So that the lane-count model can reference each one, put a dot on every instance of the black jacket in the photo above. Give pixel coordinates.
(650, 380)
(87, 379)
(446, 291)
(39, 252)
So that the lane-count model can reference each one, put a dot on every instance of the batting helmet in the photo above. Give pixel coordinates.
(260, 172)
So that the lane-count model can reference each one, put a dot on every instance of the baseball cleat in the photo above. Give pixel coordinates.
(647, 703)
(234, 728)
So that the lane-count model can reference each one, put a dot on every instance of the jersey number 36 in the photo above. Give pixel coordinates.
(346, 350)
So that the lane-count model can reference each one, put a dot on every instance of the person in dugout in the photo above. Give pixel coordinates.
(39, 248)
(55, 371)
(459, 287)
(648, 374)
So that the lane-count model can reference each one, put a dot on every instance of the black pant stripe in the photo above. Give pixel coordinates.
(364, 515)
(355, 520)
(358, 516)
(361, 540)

• • • • •

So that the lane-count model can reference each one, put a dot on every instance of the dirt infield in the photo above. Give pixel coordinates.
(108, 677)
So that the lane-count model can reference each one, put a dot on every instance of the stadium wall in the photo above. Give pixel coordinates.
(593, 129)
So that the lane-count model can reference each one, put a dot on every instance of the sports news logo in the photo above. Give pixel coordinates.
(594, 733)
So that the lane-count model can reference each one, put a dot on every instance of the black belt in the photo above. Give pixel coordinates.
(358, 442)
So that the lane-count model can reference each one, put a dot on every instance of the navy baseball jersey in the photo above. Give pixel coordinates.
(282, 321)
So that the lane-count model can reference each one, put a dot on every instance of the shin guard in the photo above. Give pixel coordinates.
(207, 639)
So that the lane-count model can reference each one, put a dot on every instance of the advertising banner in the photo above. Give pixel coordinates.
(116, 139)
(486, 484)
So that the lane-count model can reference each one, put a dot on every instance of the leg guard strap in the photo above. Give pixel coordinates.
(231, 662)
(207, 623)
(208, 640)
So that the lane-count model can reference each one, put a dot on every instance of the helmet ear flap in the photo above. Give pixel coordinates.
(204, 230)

• • • • •

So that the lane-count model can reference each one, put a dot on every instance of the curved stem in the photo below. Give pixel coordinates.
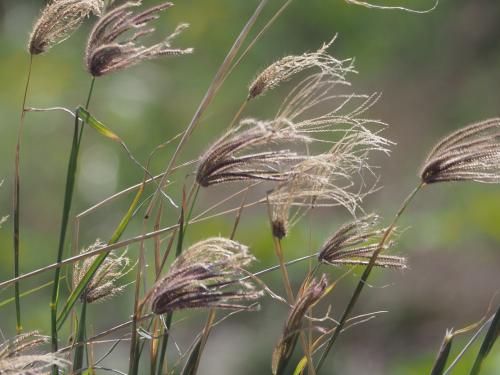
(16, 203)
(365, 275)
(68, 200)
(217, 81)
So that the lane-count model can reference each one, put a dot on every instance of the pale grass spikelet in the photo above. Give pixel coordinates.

• • • • •

Rewrite the rows from the one containing "below. Give pixel coordinates." through the one containing "spikelet in the photo above. Give pixel coordinates." as a numbered list, omitting blank lines and any pictures.

-- Result of the exercise --
1. So that the lane-count model can reference each one, put a dot on every instance of the curved stem in the photo below. Give pixel coordinates.
2. (16, 203)
3. (365, 275)
4. (68, 200)
5. (217, 81)
6. So that the lane-count model can reference each one, put a dot on every instance of the pale grass spikelet in the photo above. Give pixel coordinates.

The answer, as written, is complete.